Exercise instructions:
In the records below, take the line containing "If you could mark the recessed" and every line following it, and write them out exactly.
[Dataset extract Boundary: Start]
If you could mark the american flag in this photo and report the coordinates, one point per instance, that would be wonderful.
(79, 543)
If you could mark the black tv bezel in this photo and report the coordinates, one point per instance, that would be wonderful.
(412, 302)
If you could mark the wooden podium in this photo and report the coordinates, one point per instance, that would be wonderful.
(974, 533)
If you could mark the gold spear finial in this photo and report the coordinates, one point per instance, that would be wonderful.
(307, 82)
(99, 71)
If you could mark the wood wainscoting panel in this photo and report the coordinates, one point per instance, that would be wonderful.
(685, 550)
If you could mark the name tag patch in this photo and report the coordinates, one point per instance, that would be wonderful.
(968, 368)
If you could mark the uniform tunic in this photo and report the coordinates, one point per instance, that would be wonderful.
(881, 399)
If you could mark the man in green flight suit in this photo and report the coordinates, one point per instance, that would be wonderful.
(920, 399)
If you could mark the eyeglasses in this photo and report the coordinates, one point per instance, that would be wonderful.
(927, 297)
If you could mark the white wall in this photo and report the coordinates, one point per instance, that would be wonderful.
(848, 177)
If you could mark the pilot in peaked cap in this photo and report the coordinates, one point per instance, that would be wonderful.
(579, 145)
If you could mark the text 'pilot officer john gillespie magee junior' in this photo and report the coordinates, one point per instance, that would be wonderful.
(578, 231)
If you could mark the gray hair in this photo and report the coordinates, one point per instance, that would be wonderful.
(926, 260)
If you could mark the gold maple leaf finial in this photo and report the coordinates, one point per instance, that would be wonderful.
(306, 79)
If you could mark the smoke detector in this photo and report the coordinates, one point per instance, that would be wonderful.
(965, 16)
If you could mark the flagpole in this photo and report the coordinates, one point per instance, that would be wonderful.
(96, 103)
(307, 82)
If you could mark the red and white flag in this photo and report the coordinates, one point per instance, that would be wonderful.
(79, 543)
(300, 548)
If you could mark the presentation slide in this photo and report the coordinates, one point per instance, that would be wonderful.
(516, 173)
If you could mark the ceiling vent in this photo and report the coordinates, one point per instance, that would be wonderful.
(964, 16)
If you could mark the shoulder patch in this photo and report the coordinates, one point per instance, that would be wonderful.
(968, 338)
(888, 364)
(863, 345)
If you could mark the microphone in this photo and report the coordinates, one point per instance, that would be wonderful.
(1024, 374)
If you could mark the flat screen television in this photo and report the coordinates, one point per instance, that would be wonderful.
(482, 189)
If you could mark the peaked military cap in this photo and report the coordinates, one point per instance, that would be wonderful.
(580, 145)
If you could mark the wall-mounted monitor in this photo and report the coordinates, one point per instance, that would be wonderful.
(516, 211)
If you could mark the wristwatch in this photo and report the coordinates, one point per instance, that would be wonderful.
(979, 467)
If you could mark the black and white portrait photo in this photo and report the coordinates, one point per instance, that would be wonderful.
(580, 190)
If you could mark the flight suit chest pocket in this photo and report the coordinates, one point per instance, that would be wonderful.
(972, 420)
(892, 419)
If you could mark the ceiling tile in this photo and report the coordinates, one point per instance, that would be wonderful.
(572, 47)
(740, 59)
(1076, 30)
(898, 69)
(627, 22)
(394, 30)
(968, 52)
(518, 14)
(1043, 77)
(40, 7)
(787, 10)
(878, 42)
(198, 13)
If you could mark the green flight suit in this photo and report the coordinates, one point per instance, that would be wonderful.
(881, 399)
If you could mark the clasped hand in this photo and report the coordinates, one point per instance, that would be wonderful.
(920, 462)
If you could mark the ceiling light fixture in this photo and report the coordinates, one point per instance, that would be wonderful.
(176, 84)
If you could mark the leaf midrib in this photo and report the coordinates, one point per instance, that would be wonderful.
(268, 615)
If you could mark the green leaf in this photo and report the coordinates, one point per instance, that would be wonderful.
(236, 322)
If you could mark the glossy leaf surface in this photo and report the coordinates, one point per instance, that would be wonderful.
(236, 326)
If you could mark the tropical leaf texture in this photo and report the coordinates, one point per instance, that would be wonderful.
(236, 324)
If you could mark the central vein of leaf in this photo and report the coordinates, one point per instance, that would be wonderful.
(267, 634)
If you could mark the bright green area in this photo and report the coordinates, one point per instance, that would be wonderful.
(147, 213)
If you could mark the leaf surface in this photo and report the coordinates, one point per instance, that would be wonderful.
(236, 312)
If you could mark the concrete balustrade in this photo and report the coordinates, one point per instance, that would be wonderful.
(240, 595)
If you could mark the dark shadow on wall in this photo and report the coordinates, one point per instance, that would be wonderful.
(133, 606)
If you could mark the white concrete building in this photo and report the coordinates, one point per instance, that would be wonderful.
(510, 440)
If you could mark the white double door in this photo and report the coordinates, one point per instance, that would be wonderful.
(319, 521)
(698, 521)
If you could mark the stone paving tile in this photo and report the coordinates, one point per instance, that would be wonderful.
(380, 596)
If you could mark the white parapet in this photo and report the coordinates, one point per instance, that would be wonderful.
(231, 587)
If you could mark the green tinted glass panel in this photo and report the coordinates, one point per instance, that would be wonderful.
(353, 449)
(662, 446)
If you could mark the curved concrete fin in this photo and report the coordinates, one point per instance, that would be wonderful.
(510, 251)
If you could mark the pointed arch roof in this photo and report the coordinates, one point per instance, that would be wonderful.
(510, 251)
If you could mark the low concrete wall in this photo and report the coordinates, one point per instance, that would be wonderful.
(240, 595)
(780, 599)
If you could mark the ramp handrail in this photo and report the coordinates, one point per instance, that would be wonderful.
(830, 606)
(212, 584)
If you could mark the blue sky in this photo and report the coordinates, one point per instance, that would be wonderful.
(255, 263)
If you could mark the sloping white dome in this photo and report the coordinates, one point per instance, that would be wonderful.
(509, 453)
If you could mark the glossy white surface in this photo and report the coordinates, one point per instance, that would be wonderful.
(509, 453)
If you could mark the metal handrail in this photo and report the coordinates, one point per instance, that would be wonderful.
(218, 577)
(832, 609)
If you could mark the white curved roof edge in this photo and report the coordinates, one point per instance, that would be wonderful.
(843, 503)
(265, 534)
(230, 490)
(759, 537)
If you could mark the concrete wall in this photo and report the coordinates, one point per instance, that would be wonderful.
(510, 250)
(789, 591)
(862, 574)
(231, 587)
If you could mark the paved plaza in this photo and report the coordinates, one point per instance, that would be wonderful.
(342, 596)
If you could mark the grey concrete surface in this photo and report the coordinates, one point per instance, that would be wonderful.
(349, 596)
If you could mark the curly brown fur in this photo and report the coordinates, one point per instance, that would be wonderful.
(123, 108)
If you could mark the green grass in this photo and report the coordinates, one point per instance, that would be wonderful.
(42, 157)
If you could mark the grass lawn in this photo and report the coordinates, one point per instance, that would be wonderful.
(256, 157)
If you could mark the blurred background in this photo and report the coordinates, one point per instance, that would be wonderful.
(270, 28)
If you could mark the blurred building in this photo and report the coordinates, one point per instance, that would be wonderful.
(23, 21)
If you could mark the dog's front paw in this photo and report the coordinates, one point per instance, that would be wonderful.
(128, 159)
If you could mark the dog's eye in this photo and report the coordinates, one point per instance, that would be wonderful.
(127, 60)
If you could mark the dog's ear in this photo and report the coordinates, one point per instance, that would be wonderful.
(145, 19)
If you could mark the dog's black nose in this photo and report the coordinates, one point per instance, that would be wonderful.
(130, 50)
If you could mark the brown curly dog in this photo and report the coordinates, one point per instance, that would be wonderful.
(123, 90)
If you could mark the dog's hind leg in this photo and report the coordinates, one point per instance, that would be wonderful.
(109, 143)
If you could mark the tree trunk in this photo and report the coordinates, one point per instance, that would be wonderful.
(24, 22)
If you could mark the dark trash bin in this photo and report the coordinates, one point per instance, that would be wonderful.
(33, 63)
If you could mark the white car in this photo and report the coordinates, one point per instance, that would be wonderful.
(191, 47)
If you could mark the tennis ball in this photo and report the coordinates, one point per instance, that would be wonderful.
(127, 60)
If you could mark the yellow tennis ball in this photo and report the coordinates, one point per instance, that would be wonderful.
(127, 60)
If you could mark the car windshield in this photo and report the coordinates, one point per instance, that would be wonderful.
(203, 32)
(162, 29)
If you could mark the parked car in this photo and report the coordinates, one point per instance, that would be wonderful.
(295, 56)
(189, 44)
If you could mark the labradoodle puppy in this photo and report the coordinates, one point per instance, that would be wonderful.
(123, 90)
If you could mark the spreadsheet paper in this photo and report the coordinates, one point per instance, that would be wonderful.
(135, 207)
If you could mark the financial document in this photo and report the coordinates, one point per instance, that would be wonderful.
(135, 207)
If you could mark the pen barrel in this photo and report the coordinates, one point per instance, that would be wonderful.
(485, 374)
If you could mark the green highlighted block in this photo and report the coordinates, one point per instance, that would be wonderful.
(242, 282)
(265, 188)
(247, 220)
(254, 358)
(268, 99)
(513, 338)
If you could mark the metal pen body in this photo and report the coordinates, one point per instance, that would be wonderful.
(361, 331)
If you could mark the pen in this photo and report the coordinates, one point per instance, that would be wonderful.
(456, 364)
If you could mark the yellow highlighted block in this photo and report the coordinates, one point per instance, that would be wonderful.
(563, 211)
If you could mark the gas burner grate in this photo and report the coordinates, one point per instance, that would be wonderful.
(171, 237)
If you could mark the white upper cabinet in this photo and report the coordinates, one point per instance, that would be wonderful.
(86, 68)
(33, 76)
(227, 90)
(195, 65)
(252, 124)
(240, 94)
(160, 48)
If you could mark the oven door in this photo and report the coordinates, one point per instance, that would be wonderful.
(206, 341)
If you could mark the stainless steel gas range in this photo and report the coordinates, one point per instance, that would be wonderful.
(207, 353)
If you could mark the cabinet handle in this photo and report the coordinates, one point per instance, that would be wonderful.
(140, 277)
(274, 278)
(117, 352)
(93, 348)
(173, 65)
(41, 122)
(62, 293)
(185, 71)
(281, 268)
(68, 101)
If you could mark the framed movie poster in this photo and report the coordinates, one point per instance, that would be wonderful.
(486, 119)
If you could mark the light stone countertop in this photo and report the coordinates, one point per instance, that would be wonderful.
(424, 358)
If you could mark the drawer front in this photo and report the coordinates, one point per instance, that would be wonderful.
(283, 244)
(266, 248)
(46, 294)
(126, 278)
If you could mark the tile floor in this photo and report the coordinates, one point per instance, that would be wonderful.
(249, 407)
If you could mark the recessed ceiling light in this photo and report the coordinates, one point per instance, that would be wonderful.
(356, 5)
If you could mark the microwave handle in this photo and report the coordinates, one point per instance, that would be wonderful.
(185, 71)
[Dataset extract Boundary: End]
Task response:
If you could mark the recessed ceiling light in this photo and report the coordinates, one point per instance, that would be wonderful.
(356, 5)
If you could mark the microwave handle in this photo and report the coordinates, one point per instance, that would be wonderful.
(185, 71)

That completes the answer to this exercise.